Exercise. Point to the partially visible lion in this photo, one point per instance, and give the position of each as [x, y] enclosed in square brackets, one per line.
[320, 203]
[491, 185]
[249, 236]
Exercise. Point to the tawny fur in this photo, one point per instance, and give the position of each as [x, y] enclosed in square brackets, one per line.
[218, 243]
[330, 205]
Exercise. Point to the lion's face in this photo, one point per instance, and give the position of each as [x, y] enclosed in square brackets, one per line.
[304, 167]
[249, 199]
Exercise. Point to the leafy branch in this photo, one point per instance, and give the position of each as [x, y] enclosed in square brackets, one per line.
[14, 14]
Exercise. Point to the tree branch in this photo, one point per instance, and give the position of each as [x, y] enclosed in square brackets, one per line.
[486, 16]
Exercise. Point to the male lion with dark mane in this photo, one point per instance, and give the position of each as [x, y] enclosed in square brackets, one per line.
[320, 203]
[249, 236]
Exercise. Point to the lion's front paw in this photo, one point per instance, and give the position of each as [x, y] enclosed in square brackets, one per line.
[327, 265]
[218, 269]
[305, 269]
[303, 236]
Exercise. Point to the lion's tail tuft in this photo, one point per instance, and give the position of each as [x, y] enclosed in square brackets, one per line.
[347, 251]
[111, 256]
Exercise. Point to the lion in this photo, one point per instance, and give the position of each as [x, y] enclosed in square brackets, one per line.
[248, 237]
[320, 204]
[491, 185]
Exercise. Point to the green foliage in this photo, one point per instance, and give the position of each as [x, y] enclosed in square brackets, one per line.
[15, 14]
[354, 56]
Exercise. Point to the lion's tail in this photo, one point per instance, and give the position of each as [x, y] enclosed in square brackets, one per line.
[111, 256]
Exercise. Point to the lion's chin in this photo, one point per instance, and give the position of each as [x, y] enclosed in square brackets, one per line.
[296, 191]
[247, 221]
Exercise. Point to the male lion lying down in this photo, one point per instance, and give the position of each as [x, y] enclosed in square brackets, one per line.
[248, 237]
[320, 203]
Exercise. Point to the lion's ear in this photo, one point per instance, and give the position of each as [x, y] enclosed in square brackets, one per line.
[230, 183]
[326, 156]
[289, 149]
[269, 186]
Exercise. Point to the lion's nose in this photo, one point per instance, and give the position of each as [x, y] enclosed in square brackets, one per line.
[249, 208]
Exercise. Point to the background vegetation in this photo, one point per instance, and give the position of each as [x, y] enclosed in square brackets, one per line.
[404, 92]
● ● ● ● ● ● ●
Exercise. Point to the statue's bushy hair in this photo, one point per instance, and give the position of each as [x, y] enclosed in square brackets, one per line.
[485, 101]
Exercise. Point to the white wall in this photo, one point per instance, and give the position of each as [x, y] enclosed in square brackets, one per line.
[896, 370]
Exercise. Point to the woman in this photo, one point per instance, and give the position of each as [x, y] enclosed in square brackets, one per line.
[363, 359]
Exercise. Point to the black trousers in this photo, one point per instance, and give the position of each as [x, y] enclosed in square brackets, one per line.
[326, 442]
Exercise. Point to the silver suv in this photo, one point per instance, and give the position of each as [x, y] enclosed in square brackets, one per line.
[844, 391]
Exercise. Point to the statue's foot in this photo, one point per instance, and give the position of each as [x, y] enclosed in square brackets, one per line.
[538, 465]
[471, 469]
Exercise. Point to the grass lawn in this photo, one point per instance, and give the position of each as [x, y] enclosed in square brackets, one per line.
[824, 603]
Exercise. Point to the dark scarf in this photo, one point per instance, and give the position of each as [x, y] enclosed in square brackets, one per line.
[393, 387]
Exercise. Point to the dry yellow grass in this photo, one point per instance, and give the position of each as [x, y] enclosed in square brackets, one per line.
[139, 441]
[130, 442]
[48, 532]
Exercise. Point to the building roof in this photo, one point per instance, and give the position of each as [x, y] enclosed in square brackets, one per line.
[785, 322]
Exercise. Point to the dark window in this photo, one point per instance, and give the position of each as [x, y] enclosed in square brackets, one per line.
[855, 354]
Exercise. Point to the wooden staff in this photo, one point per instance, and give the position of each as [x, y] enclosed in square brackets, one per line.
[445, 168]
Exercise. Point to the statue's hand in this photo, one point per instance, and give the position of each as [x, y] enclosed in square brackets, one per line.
● ● ● ● ● ● ●
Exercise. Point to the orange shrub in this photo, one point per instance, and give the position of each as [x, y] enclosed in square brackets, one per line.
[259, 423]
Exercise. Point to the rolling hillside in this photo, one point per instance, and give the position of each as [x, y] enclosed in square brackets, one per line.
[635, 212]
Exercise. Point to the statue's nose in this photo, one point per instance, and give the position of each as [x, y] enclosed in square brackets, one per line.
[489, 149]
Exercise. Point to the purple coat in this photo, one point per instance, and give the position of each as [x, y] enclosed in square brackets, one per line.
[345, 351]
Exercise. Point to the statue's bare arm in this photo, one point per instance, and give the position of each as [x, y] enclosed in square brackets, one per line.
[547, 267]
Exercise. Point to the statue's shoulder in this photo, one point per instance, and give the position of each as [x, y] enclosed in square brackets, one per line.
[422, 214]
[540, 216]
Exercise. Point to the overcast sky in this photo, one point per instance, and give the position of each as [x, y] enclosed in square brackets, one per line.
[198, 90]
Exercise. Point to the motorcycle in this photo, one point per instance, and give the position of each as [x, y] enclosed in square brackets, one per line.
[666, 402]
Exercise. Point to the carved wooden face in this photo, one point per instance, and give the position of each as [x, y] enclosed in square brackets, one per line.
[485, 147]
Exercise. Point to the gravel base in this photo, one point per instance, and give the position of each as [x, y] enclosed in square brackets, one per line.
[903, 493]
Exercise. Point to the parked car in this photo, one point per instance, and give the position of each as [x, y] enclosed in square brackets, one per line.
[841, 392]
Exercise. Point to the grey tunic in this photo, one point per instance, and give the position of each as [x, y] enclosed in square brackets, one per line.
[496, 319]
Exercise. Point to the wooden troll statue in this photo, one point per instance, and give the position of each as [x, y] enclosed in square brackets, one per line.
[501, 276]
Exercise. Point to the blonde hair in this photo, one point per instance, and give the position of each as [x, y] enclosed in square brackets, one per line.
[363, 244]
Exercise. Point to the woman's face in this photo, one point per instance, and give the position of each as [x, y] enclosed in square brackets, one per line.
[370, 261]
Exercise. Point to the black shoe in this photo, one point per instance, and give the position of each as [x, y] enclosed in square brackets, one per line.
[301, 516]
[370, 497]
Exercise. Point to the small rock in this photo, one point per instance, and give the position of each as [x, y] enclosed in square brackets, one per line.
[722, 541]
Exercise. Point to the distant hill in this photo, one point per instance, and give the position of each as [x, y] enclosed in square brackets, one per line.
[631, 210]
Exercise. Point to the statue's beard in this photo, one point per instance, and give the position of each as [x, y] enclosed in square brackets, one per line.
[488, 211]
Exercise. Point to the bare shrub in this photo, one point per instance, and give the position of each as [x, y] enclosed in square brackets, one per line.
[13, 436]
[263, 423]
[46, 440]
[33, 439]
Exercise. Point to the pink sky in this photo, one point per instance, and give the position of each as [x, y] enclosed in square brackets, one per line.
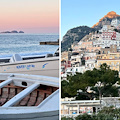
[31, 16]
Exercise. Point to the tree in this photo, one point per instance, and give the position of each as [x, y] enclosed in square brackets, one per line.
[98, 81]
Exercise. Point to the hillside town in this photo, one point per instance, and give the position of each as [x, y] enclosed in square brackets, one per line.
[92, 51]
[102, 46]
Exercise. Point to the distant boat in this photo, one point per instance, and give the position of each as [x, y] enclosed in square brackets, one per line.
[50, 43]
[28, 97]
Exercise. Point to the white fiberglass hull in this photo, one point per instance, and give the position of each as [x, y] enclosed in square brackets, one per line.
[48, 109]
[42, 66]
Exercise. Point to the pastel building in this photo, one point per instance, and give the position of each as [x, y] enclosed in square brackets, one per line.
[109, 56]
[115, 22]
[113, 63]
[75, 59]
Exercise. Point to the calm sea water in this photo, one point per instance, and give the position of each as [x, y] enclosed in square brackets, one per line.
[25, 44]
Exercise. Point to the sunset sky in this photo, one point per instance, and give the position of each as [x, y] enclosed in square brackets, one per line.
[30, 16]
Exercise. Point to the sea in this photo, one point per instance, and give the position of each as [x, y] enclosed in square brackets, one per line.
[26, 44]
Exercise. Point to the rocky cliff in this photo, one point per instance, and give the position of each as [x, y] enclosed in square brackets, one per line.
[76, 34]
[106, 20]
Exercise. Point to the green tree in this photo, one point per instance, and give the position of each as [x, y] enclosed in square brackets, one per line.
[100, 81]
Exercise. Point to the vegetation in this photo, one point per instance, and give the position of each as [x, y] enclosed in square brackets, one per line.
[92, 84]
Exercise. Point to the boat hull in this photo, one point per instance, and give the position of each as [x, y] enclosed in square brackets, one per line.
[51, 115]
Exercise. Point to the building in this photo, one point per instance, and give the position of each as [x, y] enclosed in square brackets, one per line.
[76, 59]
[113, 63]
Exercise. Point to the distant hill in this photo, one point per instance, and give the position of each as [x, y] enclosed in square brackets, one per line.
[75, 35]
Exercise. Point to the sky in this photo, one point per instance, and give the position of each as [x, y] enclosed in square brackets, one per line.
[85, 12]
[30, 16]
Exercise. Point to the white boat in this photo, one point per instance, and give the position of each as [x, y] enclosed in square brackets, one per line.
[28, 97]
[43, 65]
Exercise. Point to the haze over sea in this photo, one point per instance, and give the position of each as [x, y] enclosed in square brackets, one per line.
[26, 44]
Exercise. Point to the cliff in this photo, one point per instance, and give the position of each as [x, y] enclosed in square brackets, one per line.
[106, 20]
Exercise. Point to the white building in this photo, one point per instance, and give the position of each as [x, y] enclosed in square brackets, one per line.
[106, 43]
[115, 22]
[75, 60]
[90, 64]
● ● ● ● ● ● ●
*What this task involves:* Using the records above, write out exactly the lines between the one holding "Exercise. Point to the wooden staff" and the one holding "Exercise. Point to the statue's hand", inclusive; leave everything else out.

*Response box:*
Exercise. Point to the wooden staff in this photo, one point per instance, and give the position of each as [x, y] enclosed in square brackets, one per line.
[445, 168]
Exercise. Point to the statue's hand in this photo, one point per instance, and give the position of each as [x, y] enclosed in square brackets, one per line.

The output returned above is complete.